● Task: The task for the listing below is to write out exactly the lines starting at the one containing "envelope, one line per instance." and ending at the one containing "water, one line per instance.", both included. Pictures are to be omitted.

● Information supplied:
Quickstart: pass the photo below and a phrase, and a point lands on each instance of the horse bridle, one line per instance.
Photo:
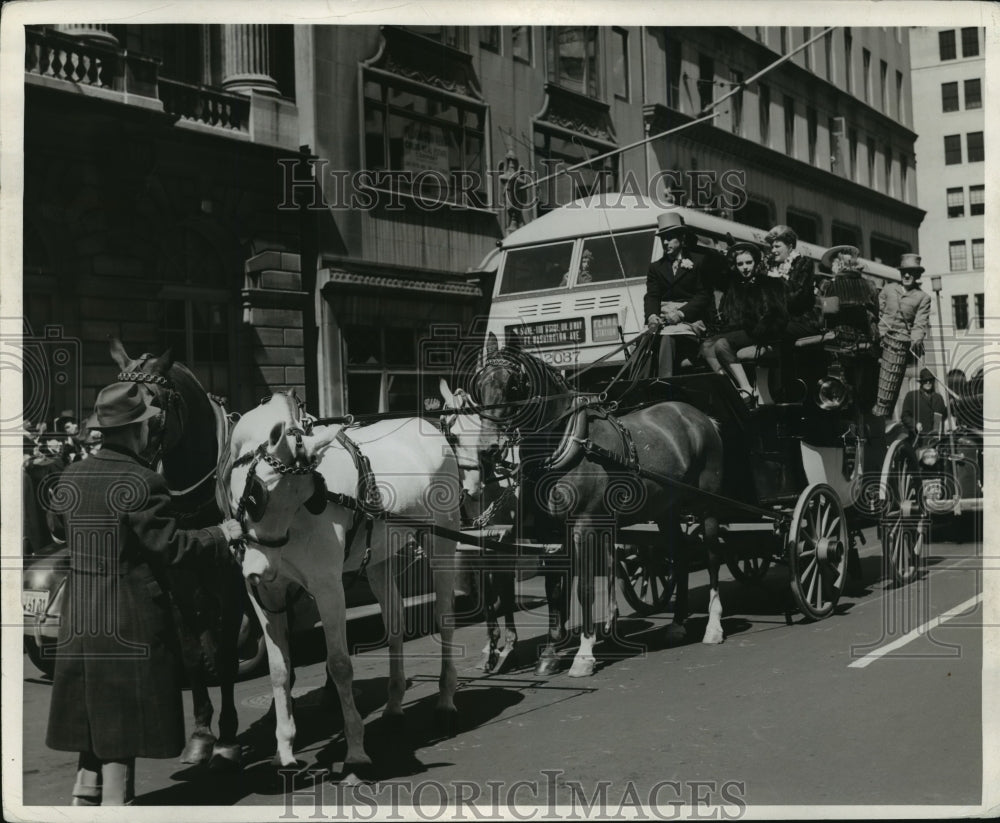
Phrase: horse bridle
(254, 492)
(174, 401)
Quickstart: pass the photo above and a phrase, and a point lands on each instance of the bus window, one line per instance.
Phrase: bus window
(537, 267)
(625, 255)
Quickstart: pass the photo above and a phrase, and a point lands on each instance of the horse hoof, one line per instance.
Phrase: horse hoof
(199, 748)
(548, 663)
(713, 637)
(676, 633)
(582, 667)
(503, 657)
(226, 757)
(446, 721)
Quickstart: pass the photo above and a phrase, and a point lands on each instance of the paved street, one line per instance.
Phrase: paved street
(807, 713)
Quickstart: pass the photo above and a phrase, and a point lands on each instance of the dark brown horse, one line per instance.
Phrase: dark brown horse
(208, 598)
(585, 473)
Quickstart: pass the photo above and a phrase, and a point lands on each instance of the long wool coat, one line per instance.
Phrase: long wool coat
(116, 690)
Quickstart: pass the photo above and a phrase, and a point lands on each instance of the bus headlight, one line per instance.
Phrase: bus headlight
(832, 393)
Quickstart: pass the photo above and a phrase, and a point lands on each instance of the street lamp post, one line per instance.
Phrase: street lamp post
(936, 286)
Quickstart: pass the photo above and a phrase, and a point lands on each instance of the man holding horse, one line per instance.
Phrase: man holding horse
(116, 695)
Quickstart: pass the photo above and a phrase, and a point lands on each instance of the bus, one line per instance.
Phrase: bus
(540, 301)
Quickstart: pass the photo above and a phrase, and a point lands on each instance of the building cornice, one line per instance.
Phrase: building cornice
(661, 118)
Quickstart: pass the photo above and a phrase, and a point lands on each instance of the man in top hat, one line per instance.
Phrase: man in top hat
(920, 405)
(904, 320)
(675, 292)
(116, 695)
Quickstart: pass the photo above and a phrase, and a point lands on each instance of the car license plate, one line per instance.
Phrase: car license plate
(34, 602)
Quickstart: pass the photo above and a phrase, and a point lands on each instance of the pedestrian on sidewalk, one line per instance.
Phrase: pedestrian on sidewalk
(116, 694)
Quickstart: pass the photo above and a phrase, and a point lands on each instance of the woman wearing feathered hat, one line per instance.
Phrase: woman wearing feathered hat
(904, 320)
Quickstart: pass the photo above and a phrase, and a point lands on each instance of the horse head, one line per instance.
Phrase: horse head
(267, 475)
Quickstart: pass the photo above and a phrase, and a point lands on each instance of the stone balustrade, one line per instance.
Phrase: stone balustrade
(208, 106)
(52, 54)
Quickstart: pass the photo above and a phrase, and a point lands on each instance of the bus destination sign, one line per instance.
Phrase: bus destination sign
(548, 333)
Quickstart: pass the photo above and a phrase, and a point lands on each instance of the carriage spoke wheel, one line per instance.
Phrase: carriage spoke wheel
(645, 578)
(904, 523)
(817, 551)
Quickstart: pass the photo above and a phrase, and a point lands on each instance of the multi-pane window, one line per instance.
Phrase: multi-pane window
(949, 97)
(619, 62)
(764, 104)
(853, 147)
(977, 199)
(970, 42)
(384, 373)
(946, 45)
(848, 49)
(960, 311)
(414, 128)
(974, 93)
(199, 332)
(521, 43)
(736, 79)
(974, 146)
(952, 149)
(884, 84)
(571, 56)
(866, 76)
(555, 149)
(789, 126)
(673, 49)
(811, 129)
(957, 257)
(489, 38)
(706, 81)
(956, 202)
(978, 253)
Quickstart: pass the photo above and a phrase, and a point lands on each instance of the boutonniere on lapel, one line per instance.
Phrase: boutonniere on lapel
(783, 269)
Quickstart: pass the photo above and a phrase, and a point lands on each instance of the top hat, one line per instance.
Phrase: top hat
(120, 404)
(836, 251)
(911, 263)
(670, 223)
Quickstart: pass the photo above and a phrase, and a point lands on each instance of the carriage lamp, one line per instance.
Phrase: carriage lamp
(832, 391)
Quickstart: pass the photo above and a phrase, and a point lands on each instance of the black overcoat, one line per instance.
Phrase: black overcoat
(116, 690)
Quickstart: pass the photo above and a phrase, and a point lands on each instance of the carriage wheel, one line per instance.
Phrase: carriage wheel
(817, 551)
(904, 524)
(645, 578)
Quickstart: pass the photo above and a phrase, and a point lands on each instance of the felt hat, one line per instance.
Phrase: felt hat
(835, 252)
(911, 263)
(120, 404)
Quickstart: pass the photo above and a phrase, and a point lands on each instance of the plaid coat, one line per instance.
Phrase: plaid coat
(116, 690)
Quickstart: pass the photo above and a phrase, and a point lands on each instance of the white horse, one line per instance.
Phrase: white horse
(465, 433)
(282, 473)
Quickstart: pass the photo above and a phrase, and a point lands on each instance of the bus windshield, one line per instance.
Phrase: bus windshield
(536, 267)
(606, 258)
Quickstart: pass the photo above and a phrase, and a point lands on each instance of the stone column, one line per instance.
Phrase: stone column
(246, 60)
(91, 32)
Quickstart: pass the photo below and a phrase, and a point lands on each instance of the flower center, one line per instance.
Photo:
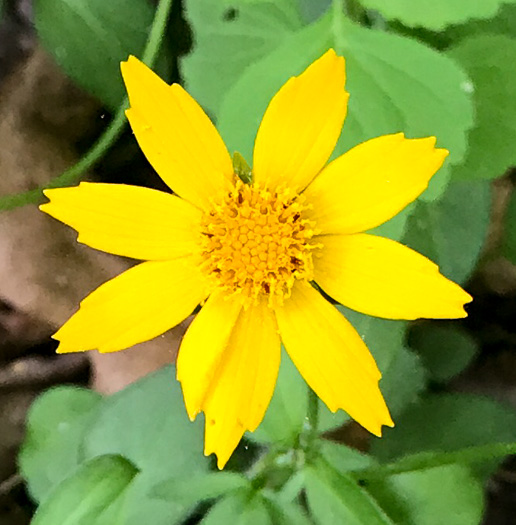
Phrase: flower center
(257, 242)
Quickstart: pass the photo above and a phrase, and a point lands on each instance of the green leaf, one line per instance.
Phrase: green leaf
(336, 498)
(228, 37)
(509, 240)
(239, 509)
(286, 414)
(447, 422)
(452, 231)
(190, 490)
(449, 493)
(504, 23)
(434, 15)
(86, 495)
(445, 350)
(147, 423)
(343, 458)
(488, 60)
(403, 381)
(383, 337)
(396, 84)
(57, 422)
(90, 39)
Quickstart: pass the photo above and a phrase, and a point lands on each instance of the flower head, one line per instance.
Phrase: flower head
(250, 253)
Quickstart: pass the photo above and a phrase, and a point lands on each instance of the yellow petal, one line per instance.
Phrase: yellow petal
(128, 220)
(176, 136)
(228, 365)
(301, 125)
(383, 278)
(135, 306)
(332, 357)
(372, 182)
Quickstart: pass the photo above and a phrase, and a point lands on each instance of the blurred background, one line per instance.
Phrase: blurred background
(50, 116)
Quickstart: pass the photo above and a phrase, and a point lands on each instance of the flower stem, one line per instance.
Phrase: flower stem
(112, 132)
(426, 460)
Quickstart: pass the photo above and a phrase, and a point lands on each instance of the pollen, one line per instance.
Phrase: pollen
(258, 242)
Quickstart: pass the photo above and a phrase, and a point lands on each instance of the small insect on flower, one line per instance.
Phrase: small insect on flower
(250, 253)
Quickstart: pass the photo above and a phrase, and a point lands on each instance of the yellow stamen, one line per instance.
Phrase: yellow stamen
(256, 242)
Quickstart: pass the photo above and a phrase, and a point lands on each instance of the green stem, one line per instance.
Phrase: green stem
(337, 27)
(426, 460)
(112, 132)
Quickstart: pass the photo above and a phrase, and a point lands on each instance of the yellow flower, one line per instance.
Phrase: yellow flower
(249, 253)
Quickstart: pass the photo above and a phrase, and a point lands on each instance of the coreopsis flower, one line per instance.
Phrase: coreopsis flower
(255, 255)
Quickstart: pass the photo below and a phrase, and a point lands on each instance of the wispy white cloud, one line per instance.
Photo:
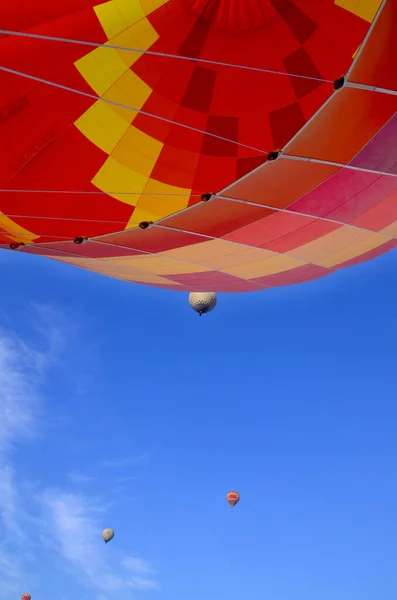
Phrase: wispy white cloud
(19, 415)
(69, 523)
(80, 478)
(74, 521)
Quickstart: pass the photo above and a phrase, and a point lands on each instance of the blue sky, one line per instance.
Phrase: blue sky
(121, 408)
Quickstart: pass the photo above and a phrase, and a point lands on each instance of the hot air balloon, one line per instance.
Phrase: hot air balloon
(230, 146)
(233, 498)
(108, 535)
(202, 302)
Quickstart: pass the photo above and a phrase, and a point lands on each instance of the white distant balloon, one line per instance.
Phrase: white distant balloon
(107, 534)
(202, 302)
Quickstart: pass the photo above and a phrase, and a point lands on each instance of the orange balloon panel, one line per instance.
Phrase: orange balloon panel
(124, 113)
(233, 498)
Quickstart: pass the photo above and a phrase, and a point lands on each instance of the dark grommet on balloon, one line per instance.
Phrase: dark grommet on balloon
(273, 155)
(206, 197)
(80, 240)
(339, 83)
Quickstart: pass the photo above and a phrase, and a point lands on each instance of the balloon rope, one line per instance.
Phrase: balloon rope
(162, 54)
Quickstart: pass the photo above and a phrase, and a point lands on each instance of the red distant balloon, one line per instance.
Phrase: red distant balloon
(233, 498)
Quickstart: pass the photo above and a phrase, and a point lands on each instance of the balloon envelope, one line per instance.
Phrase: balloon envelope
(160, 133)
(233, 497)
(107, 534)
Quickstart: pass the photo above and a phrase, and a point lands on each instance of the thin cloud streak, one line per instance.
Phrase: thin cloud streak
(76, 531)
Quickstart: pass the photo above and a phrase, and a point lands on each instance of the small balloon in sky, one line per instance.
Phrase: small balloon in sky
(202, 302)
(107, 534)
(233, 497)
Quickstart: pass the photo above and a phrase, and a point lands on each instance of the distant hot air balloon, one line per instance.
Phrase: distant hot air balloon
(107, 534)
(233, 498)
(202, 302)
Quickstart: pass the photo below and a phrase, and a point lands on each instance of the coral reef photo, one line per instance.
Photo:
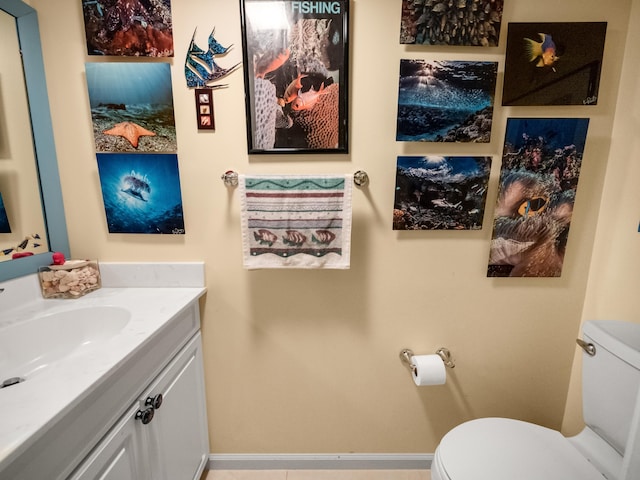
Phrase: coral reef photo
(446, 101)
(128, 27)
(540, 169)
(440, 193)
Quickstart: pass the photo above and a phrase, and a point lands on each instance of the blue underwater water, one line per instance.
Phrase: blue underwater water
(141, 193)
(443, 168)
(129, 83)
(556, 132)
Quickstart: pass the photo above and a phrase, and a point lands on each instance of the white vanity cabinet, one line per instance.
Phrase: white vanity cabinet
(173, 445)
(99, 434)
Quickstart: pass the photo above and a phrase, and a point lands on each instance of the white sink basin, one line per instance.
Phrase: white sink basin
(29, 347)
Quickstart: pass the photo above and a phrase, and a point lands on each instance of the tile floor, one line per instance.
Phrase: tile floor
(318, 475)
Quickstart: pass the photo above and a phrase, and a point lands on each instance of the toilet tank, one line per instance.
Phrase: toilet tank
(611, 378)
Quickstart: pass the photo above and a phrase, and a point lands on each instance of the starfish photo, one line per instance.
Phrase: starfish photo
(129, 130)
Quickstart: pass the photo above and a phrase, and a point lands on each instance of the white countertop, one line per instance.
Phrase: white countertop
(29, 408)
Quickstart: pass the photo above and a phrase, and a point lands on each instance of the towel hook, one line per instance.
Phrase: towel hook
(230, 178)
(360, 178)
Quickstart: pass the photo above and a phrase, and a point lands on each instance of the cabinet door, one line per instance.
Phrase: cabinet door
(118, 455)
(179, 446)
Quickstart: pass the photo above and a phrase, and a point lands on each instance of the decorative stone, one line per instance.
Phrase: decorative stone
(73, 279)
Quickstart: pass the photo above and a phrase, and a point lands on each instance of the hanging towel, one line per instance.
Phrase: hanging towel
(296, 221)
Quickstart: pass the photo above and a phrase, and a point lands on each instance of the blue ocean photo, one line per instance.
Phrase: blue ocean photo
(446, 101)
(440, 193)
(141, 193)
(131, 107)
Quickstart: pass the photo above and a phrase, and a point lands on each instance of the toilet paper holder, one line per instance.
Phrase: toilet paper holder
(442, 352)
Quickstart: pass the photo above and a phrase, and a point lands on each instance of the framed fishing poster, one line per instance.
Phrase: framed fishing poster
(296, 64)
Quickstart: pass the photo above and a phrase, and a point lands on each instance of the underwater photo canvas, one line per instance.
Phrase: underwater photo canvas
(141, 193)
(4, 219)
(440, 193)
(131, 107)
(456, 22)
(541, 165)
(446, 101)
(136, 28)
(296, 66)
(553, 63)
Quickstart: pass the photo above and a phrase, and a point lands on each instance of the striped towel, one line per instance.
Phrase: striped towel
(296, 221)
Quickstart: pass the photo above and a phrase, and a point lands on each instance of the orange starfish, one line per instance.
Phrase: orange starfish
(129, 130)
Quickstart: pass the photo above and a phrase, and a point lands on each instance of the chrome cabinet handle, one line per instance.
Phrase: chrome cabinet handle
(145, 416)
(589, 348)
(155, 401)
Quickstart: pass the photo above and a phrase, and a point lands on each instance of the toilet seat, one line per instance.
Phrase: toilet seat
(505, 449)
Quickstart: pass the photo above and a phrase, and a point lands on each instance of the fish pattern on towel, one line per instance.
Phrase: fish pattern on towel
(296, 221)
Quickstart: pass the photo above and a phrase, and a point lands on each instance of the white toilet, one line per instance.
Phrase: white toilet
(504, 449)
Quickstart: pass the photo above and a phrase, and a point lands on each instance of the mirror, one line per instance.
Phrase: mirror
(46, 177)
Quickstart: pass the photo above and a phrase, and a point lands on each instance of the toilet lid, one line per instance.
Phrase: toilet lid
(505, 449)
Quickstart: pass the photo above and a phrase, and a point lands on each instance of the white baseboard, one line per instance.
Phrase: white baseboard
(349, 461)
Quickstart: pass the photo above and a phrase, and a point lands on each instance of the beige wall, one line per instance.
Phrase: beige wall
(612, 290)
(307, 361)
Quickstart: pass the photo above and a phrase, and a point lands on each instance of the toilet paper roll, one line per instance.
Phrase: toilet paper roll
(430, 370)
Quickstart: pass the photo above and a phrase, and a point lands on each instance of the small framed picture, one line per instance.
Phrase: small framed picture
(296, 64)
(204, 109)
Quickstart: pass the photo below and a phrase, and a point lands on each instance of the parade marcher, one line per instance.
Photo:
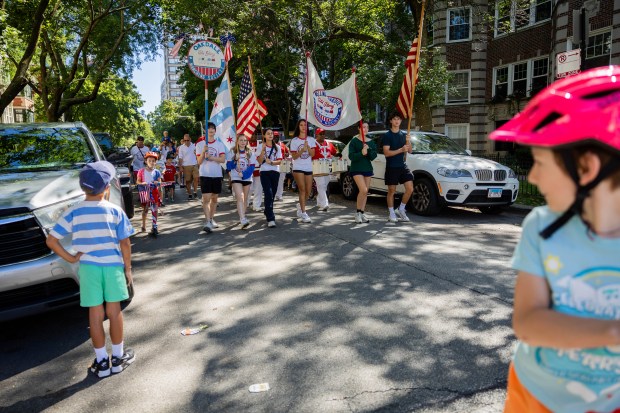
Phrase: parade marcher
(323, 150)
(210, 156)
(257, 188)
(189, 163)
(149, 182)
(566, 307)
(302, 151)
(285, 154)
(240, 163)
(100, 234)
(395, 147)
(269, 158)
(138, 151)
(362, 151)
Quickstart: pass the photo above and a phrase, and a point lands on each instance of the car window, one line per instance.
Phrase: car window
(27, 149)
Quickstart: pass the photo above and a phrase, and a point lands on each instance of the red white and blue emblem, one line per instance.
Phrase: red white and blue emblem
(327, 109)
(205, 59)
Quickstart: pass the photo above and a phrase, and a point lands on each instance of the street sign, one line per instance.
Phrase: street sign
(568, 63)
(205, 59)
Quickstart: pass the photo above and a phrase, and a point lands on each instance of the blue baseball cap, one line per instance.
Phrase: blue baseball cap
(97, 176)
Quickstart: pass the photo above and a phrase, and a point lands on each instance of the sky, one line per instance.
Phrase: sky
(148, 80)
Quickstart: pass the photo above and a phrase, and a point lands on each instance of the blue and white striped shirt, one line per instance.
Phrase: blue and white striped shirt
(97, 227)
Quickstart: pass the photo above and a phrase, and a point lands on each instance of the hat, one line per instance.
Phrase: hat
(97, 176)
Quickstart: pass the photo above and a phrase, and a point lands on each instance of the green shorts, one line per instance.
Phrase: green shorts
(99, 284)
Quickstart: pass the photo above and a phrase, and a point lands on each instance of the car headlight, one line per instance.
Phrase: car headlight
(511, 174)
(49, 215)
(454, 173)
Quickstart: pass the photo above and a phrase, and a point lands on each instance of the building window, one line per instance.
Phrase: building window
(516, 14)
(520, 79)
(598, 45)
(459, 26)
(458, 88)
(459, 132)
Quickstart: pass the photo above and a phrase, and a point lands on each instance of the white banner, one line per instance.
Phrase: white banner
(333, 109)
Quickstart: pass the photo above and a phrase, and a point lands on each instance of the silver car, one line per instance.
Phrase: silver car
(39, 180)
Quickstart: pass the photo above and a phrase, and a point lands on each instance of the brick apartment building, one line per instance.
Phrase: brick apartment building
(501, 56)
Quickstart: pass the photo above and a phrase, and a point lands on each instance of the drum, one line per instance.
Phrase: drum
(339, 165)
(320, 167)
(285, 166)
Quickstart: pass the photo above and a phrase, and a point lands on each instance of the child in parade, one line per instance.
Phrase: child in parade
(302, 151)
(361, 153)
(395, 146)
(210, 157)
(323, 150)
(149, 180)
(100, 234)
(566, 307)
(240, 163)
(269, 158)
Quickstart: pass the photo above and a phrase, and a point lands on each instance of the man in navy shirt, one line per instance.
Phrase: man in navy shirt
(395, 146)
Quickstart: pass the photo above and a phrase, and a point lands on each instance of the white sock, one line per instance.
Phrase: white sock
(101, 353)
(117, 350)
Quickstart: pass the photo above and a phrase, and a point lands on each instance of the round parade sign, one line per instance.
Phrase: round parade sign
(206, 60)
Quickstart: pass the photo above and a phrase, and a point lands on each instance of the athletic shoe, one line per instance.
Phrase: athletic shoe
(402, 214)
(102, 368)
(121, 363)
(358, 218)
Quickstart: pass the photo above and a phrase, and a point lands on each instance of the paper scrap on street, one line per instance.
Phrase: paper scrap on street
(191, 331)
(259, 387)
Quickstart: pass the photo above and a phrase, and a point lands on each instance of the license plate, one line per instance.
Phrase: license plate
(494, 193)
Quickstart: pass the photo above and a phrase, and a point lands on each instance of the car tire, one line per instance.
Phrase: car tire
(348, 187)
(129, 205)
(425, 200)
(492, 209)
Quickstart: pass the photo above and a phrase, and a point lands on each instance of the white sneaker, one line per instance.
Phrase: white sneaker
(402, 214)
(358, 218)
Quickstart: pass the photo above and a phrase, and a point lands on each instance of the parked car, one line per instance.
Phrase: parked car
(39, 180)
(445, 175)
(121, 158)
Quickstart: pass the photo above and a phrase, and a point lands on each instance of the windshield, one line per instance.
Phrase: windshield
(43, 148)
(430, 143)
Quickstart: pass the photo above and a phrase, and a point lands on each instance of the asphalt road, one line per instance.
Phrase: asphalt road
(336, 317)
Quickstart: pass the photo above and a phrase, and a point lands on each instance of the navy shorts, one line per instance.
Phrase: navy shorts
(395, 176)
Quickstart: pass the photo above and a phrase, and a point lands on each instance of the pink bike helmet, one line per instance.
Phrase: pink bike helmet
(579, 110)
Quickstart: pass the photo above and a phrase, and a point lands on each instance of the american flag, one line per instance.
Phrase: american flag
(228, 51)
(405, 100)
(248, 115)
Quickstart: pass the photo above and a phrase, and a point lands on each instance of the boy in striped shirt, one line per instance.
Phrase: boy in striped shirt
(100, 234)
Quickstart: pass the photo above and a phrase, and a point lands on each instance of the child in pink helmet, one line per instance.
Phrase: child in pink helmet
(567, 294)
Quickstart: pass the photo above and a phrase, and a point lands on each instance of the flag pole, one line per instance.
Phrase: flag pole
(260, 123)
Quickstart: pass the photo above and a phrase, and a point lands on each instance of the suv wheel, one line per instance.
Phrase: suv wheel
(349, 189)
(424, 200)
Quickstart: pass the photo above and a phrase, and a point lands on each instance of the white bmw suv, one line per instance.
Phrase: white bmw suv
(444, 174)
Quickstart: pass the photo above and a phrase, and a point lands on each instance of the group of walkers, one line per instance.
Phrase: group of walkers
(254, 168)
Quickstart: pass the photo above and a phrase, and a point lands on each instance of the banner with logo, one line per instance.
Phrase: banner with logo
(333, 109)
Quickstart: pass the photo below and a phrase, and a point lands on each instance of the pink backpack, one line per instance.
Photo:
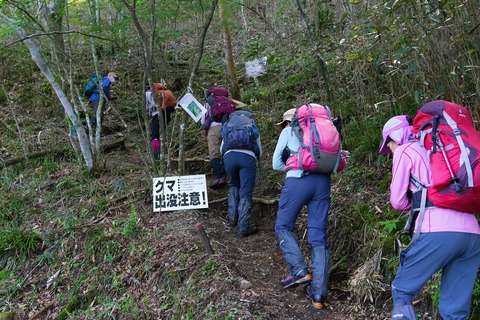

● Output:
Quickstart: pass the photo above and a phrase, and a point lands on each instance of the balloon envelope, one line per instance.
Phrase: balloon envelope
(160, 133)
(233, 497)
(107, 534)
Quickstart: pass the photo above and a phrase, and a point lands on each instance of the thin cloud streak, one line per instance.
Phrase: thin cloud streak
(76, 531)
Quickstart: pass the photo above and a phrase, and a point lands on each instance of the small balloon in sky, one line per instance.
Phrase: small balloon in sky
(202, 302)
(107, 534)
(233, 497)
Quickstart: pass the photo above and a phrase, and a point lands on each instance of the distant hot air balloon, one line per instance.
Phrase: distant hot air balloon
(107, 534)
(233, 498)
(202, 302)
Quickstart: pass the photo below and a phrase, and a point lands on each instance of the coral reef photo, one line per instance.
Photo:
Phrase: coral reef photo
(446, 101)
(128, 27)
(540, 169)
(440, 193)
Quickstart: pass the photo above and a phrase, and a point lands on each instance of the blue underwater water, one line per instance.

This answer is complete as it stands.